Objectifs:
• 1. Dans le texte sur la ligne 106, quelles localités cette ligne relie-t-elle ?
• 2. Reproduisez tout le passage du texte sur la ligne 106, depuis « Derniers bulletins de » jusqu'à « fin est proche. ».

Texte extrait:
____________

Derniers bulletins de santé
-Lundi 20 mai 1984
La ligne à voie unique n°106, reliant Tubize à Ecaussinnes (Carrières) via Clabecq et Virginal, a 100 ans. L’événement passe inaperçu. Ses fidèles l’ont déjà abandonnée. Ils savent que sa fin est proche.
-Vendredi 31 mai 1984
Un ultime hommage lui est rendu : un voyage d’adieu coïncidant avec la dernière navette d’un double autorail spécial. Ce genre de cérémonie attire toujours, comme à la curée, une meute de journalistes, photographes et cameramen. Monsieur Alain Carlier (Dont nous apprécions d’ailleurs beaucoup les reportages à la RTBF) est là, avec ses complices, soucieux d’emporter quelques séquences choc de la centenaire agonisante.
-Lundi 3 juin 1984
Tout est consommé. Depuis hier, l’indicateur nouvelle formule, avec ses trains I.C. et I.R., est d’application. Les modestes gares de notre verdoyante vallée n’y figurent plus. Du fond de mes souvenirs s’élève la voix d’un vieux garde-salle à moustache annonçant : « Ronquières, Virginal, Clabecq, Bruxelles, première voie ! »

____________

Entrées enregistrées
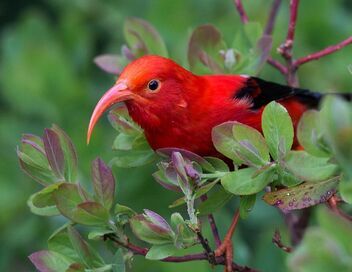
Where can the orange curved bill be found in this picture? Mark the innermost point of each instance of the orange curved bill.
(117, 93)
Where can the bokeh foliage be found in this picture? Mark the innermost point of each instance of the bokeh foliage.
(47, 76)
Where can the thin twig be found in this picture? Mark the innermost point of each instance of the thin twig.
(327, 51)
(277, 241)
(212, 224)
(241, 11)
(333, 205)
(285, 49)
(282, 68)
(226, 248)
(209, 253)
(272, 16)
(297, 224)
(178, 259)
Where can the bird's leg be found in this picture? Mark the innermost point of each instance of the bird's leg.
(226, 247)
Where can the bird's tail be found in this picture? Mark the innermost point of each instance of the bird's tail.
(312, 99)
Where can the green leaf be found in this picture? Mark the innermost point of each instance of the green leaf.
(337, 127)
(121, 121)
(143, 38)
(302, 196)
(74, 206)
(246, 205)
(70, 154)
(47, 260)
(33, 160)
(60, 243)
(308, 167)
(278, 129)
(249, 56)
(112, 64)
(214, 202)
(42, 203)
(246, 182)
(99, 234)
(185, 236)
(85, 252)
(133, 158)
(91, 213)
(224, 141)
(103, 183)
(204, 50)
(158, 252)
(309, 134)
(149, 232)
(76, 267)
(250, 145)
(54, 152)
(67, 197)
(217, 164)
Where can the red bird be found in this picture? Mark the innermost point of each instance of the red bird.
(177, 108)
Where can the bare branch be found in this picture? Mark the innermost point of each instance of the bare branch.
(241, 11)
(272, 17)
(282, 68)
(285, 49)
(327, 51)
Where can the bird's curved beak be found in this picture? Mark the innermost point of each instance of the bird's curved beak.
(118, 93)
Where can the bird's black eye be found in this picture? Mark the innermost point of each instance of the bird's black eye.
(153, 85)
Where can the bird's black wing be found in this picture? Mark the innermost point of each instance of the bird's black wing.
(262, 92)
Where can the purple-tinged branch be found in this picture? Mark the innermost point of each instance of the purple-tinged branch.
(178, 259)
(327, 51)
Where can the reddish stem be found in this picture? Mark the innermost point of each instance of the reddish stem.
(241, 11)
(328, 50)
(178, 259)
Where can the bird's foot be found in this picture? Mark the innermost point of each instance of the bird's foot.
(226, 247)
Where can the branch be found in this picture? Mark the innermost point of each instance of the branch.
(297, 224)
(282, 68)
(241, 11)
(212, 223)
(272, 17)
(178, 259)
(327, 51)
(285, 49)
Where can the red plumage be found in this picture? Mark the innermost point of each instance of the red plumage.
(184, 107)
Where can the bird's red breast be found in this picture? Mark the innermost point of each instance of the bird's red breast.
(177, 108)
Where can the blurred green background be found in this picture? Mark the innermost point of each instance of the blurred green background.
(47, 76)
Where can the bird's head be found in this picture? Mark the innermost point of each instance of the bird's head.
(150, 86)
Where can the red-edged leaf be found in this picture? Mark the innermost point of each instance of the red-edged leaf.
(49, 261)
(103, 183)
(54, 152)
(86, 253)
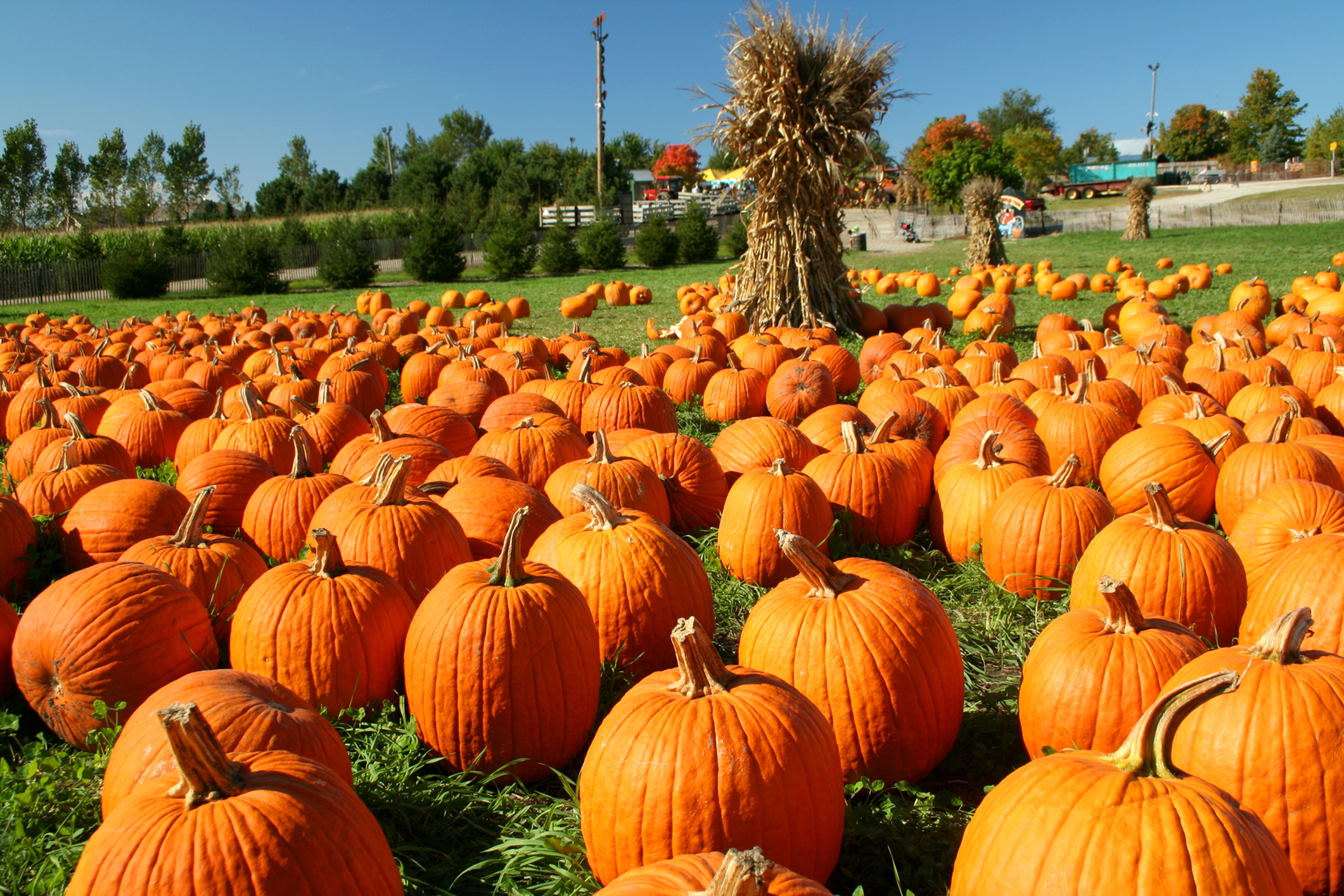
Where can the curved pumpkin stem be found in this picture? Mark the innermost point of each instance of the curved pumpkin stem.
(1063, 477)
(1123, 611)
(207, 773)
(826, 578)
(701, 667)
(508, 570)
(605, 515)
(1283, 641)
(194, 524)
(1147, 750)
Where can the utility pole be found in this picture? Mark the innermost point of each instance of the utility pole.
(600, 38)
(1152, 108)
(387, 141)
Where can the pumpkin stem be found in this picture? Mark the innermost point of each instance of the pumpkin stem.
(701, 667)
(1123, 613)
(194, 524)
(1147, 750)
(605, 516)
(987, 457)
(824, 577)
(850, 435)
(207, 773)
(1160, 511)
(1283, 641)
(508, 570)
(1063, 477)
(392, 490)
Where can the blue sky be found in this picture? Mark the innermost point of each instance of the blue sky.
(253, 74)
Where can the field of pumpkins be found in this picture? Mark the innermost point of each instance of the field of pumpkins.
(706, 582)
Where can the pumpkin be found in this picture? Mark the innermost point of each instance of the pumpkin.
(217, 568)
(1175, 566)
(279, 511)
(110, 518)
(248, 714)
(502, 665)
(731, 874)
(965, 495)
(863, 620)
(1094, 670)
(331, 633)
(1258, 465)
(647, 769)
(691, 475)
(878, 490)
(1037, 531)
(636, 575)
(398, 531)
(116, 632)
(1162, 831)
(762, 501)
(625, 481)
(273, 820)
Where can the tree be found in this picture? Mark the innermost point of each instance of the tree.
(1323, 133)
(1018, 109)
(1194, 133)
(143, 179)
(1264, 106)
(1035, 152)
(187, 172)
(678, 160)
(25, 181)
(68, 181)
(297, 164)
(108, 171)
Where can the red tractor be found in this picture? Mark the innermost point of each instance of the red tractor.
(664, 187)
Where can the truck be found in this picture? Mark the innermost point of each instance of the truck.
(1101, 179)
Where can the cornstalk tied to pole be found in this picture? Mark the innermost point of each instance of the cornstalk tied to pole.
(802, 105)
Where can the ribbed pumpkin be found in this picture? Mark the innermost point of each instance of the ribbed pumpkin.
(650, 791)
(248, 714)
(1273, 742)
(502, 665)
(116, 632)
(1167, 454)
(110, 518)
(1038, 530)
(1162, 832)
(757, 442)
(967, 494)
(273, 821)
(637, 577)
(691, 475)
(331, 633)
(534, 451)
(836, 625)
(1175, 566)
(1094, 670)
(731, 874)
(398, 531)
(880, 492)
(625, 481)
(760, 502)
(217, 568)
(1258, 465)
(277, 515)
(234, 476)
(485, 506)
(1084, 428)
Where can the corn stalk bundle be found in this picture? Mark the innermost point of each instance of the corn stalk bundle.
(800, 106)
(980, 199)
(1139, 194)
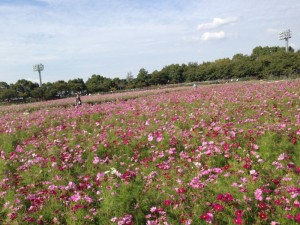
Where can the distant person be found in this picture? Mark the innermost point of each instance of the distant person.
(78, 100)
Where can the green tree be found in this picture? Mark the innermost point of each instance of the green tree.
(23, 88)
(76, 85)
(143, 78)
(7, 94)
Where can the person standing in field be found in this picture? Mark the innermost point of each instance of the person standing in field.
(77, 100)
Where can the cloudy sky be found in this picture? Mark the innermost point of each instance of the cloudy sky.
(78, 38)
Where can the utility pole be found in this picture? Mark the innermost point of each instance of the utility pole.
(39, 68)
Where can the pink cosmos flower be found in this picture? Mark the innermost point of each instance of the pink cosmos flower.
(208, 216)
(150, 137)
(218, 207)
(75, 198)
(258, 194)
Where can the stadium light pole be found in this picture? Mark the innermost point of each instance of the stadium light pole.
(39, 68)
(285, 35)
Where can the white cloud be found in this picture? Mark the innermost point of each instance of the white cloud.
(212, 35)
(273, 31)
(217, 22)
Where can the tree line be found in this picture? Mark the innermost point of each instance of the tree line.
(263, 63)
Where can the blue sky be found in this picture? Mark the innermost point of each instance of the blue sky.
(78, 38)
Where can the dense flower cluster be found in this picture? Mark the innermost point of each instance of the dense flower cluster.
(218, 154)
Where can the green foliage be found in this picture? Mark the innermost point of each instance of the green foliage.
(264, 63)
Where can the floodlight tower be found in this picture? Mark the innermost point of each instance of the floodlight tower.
(285, 35)
(39, 68)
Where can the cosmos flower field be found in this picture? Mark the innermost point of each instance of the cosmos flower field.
(215, 154)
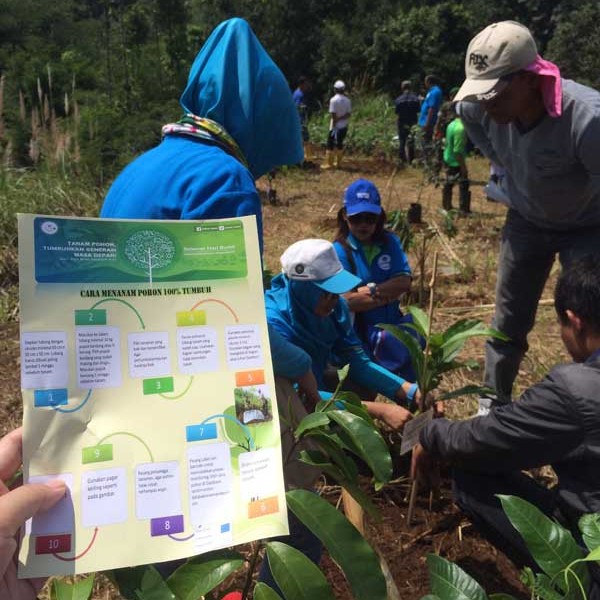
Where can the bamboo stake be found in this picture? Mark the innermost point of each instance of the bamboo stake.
(355, 514)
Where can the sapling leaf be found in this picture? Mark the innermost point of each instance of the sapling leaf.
(311, 421)
(344, 543)
(551, 545)
(366, 441)
(203, 573)
(153, 586)
(296, 575)
(450, 582)
(589, 525)
(420, 319)
(263, 592)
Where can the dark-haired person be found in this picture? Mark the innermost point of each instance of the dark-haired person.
(376, 257)
(556, 422)
(430, 107)
(545, 132)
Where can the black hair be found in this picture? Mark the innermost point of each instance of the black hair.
(578, 290)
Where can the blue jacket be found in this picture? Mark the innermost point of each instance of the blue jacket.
(388, 263)
(304, 339)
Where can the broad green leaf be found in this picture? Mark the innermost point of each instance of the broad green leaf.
(203, 573)
(463, 391)
(311, 421)
(263, 592)
(551, 545)
(317, 459)
(589, 525)
(412, 345)
(329, 444)
(343, 373)
(296, 575)
(458, 327)
(544, 589)
(420, 319)
(450, 582)
(366, 442)
(344, 543)
(80, 590)
(594, 555)
(127, 579)
(153, 586)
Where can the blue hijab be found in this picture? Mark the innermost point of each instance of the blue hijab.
(234, 82)
(290, 305)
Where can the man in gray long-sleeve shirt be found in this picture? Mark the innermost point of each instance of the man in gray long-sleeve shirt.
(555, 422)
(545, 131)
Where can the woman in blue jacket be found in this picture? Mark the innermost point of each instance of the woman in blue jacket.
(376, 257)
(239, 123)
(313, 327)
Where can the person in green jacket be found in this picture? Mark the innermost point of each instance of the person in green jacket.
(455, 154)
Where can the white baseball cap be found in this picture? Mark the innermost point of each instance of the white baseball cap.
(317, 261)
(500, 49)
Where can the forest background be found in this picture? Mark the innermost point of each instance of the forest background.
(85, 85)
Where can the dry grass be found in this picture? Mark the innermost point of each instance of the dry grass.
(308, 203)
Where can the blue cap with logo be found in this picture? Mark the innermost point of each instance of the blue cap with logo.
(362, 196)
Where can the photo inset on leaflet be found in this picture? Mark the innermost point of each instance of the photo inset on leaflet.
(253, 404)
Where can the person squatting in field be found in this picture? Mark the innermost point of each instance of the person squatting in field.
(376, 256)
(556, 422)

____________

Réponses par tâche:
• 1. Elle relie Tubize à Ecaussinnes (Carrières), via Clabecq et Virginal.

• 2.
Derniers bulletins de santé
-Lundi 20 mai 1984
La ligne à voie unique n°106, reliant Tubize à Ecaussinnes (Carrières) via Clabecq et Virginal, a 100 ans. L’événement passe inaperçu. Ses fidèles l’ont déjà abandonnée. Ils savent que sa fin est proche.